**ACTIVITY**
Lines before the one holding "Query: rear tire" are not wanted. Please copy that line and everything after it to the end of the records, exactly, skipping pictures.

**PROVIDED RECORDS**
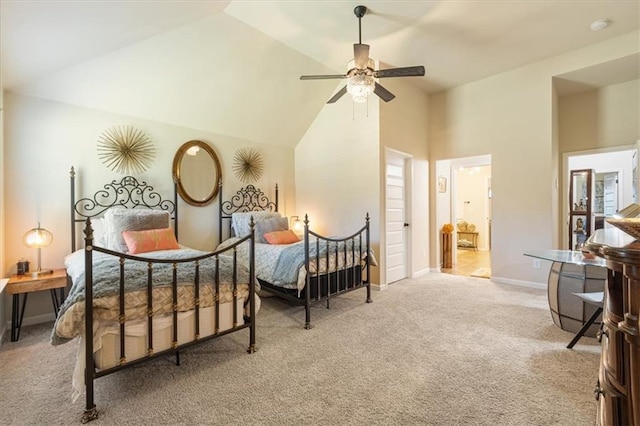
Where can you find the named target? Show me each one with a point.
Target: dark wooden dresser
(618, 388)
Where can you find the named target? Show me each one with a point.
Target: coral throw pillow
(150, 240)
(281, 237)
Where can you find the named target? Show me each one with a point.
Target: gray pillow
(264, 226)
(240, 221)
(118, 220)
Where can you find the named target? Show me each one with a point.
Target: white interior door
(396, 238)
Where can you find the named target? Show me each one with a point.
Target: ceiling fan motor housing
(360, 11)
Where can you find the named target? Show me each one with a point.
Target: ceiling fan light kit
(361, 75)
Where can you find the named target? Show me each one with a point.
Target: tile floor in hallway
(469, 262)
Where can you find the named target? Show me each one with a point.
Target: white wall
(511, 116)
(45, 138)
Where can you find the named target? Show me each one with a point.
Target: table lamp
(38, 238)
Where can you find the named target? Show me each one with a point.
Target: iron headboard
(247, 199)
(128, 192)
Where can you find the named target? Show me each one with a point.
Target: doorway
(396, 208)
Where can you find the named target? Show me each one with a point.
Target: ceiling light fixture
(599, 25)
(360, 86)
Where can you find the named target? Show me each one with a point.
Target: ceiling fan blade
(322, 77)
(383, 93)
(417, 71)
(360, 55)
(338, 95)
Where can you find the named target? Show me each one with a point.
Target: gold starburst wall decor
(248, 165)
(126, 150)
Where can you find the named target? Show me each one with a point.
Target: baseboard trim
(421, 273)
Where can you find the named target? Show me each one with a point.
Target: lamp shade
(37, 237)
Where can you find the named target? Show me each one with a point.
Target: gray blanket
(106, 274)
(291, 258)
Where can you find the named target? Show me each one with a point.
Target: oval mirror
(196, 170)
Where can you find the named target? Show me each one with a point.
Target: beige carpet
(482, 273)
(440, 350)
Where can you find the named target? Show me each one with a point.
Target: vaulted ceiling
(220, 65)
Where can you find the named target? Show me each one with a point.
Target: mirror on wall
(580, 207)
(197, 171)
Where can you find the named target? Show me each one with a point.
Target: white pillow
(118, 220)
(240, 221)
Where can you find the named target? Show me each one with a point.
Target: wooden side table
(474, 239)
(25, 284)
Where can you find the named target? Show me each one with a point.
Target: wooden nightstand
(25, 284)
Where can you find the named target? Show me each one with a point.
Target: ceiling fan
(361, 75)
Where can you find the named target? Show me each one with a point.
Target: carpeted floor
(439, 350)
(482, 273)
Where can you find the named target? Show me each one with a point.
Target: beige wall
(511, 117)
(2, 168)
(45, 138)
(340, 168)
(603, 118)
(337, 170)
(403, 128)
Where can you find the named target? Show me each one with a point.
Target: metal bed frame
(131, 193)
(318, 287)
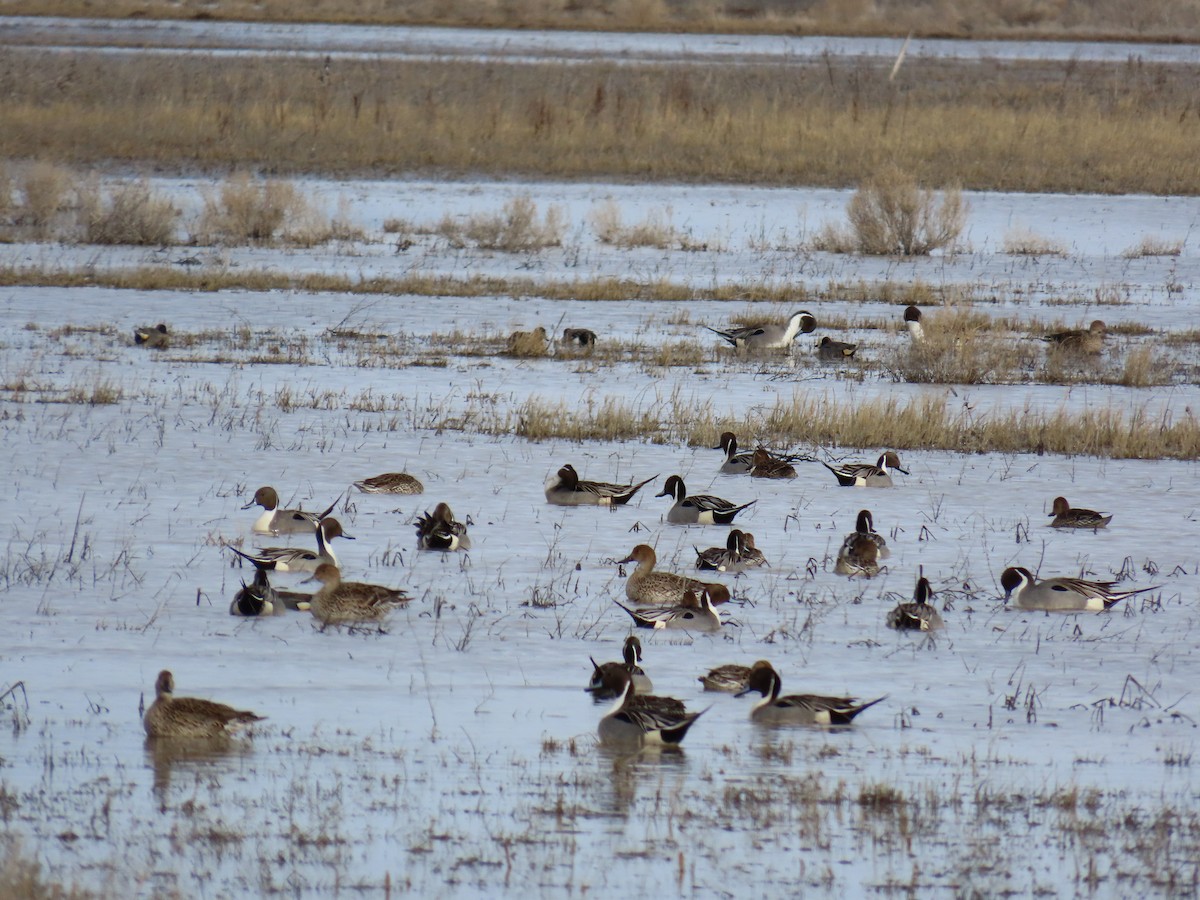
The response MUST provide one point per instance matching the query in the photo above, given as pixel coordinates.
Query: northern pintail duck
(605, 682)
(391, 483)
(567, 490)
(171, 717)
(912, 322)
(864, 474)
(1067, 516)
(797, 708)
(581, 336)
(858, 555)
(695, 613)
(919, 615)
(298, 559)
(769, 336)
(1090, 340)
(1061, 594)
(351, 603)
(831, 351)
(736, 556)
(528, 343)
(700, 509)
(282, 521)
(766, 465)
(641, 719)
(155, 337)
(726, 679)
(439, 531)
(652, 588)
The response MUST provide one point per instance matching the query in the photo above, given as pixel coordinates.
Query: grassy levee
(1033, 126)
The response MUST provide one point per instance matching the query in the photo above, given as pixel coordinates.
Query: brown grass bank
(989, 125)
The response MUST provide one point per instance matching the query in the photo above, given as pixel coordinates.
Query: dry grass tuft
(892, 215)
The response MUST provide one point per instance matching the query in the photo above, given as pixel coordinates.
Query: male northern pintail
(769, 336)
(171, 717)
(439, 531)
(726, 679)
(831, 351)
(738, 555)
(567, 490)
(639, 719)
(391, 483)
(581, 336)
(351, 603)
(652, 588)
(919, 615)
(1090, 340)
(797, 708)
(298, 559)
(606, 683)
(283, 521)
(858, 555)
(1067, 516)
(865, 525)
(864, 474)
(912, 322)
(695, 613)
(1061, 594)
(766, 465)
(155, 337)
(700, 509)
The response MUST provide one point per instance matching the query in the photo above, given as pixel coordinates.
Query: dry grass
(1150, 19)
(892, 215)
(1029, 126)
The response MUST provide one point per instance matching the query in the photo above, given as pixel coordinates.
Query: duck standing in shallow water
(171, 717)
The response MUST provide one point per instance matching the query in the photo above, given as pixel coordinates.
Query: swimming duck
(797, 708)
(700, 509)
(567, 490)
(1061, 594)
(171, 717)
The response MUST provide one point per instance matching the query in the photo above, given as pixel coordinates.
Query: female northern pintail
(864, 474)
(652, 588)
(831, 351)
(738, 555)
(865, 525)
(439, 531)
(912, 322)
(298, 559)
(766, 465)
(391, 483)
(769, 336)
(695, 613)
(171, 717)
(606, 683)
(1090, 340)
(700, 509)
(727, 679)
(1067, 516)
(351, 603)
(858, 556)
(797, 708)
(919, 615)
(639, 719)
(567, 490)
(283, 521)
(1061, 594)
(155, 337)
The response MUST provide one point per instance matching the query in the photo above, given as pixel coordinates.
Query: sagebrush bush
(892, 215)
(129, 214)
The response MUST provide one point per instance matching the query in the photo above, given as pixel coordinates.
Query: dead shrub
(130, 214)
(892, 215)
(516, 228)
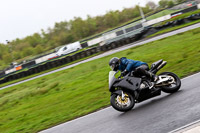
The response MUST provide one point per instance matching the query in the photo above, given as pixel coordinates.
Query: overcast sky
(20, 18)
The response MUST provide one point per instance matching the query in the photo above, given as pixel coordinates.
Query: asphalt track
(141, 42)
(161, 114)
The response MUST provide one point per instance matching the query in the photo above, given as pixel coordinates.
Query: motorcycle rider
(127, 65)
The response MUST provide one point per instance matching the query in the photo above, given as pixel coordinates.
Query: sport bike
(131, 89)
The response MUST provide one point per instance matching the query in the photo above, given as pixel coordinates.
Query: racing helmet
(114, 63)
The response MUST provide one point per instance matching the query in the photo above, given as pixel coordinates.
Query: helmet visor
(113, 67)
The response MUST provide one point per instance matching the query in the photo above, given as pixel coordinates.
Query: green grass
(71, 93)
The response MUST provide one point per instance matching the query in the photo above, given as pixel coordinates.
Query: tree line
(66, 32)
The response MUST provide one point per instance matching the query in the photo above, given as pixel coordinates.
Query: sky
(20, 18)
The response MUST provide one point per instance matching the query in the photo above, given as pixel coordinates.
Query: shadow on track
(151, 103)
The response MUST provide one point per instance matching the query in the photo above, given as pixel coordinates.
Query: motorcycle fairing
(131, 83)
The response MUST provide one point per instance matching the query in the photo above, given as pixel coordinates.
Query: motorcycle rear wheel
(122, 105)
(174, 86)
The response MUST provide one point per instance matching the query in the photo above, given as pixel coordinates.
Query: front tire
(122, 105)
(175, 84)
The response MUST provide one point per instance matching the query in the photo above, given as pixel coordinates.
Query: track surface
(141, 42)
(161, 114)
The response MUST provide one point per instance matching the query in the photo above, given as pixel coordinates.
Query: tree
(163, 3)
(151, 5)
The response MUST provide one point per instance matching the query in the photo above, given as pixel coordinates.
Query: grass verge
(71, 93)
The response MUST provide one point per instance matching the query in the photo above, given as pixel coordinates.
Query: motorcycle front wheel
(120, 104)
(174, 84)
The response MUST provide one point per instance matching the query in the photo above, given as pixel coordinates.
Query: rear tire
(173, 87)
(122, 105)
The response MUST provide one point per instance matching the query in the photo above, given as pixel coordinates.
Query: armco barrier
(94, 50)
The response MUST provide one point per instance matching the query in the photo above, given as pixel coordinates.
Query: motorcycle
(131, 89)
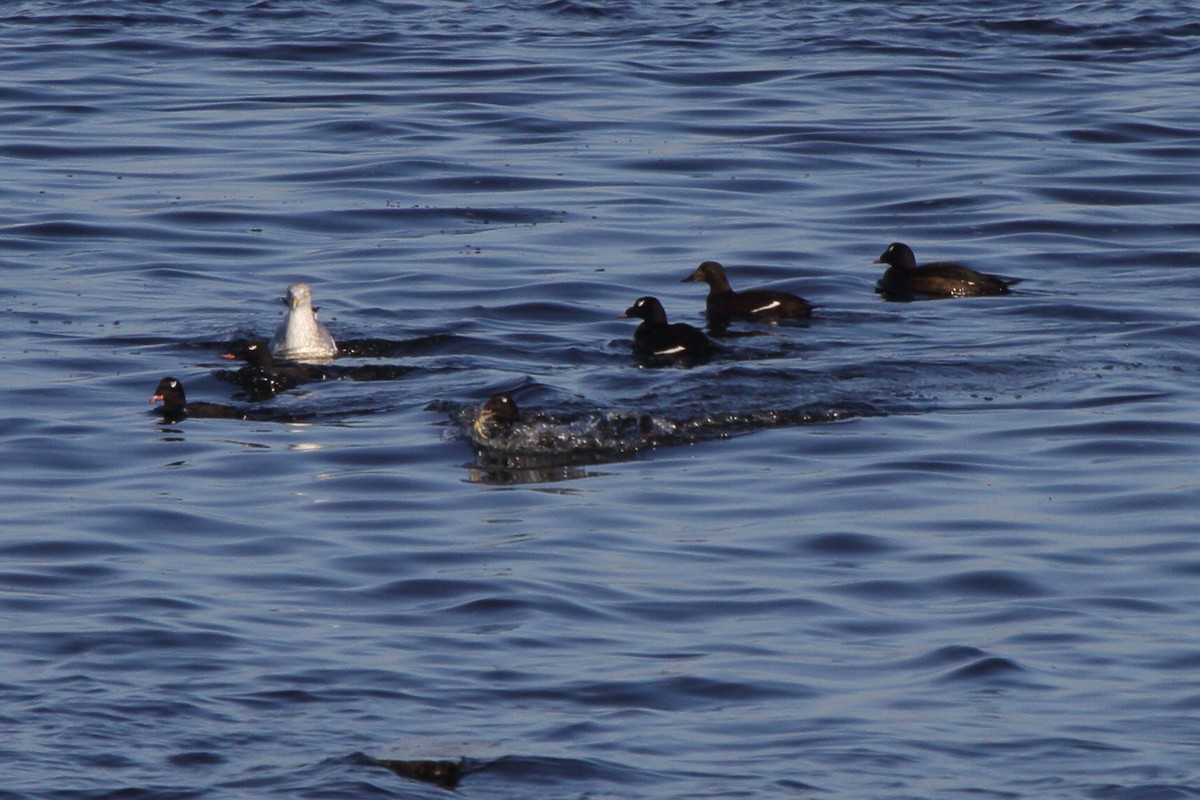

**TASK OUTPUT**
Query: rear tire
(173, 87)
(122, 105)
The response MUST provide one point per instance matching the query in the photo above, given as pixel coordinates.
Query: armco barrier
(94, 50)
The response MUST provide one point per instance matching the query in the photo above, given as pixel coordinates.
Query: motorcycle
(131, 89)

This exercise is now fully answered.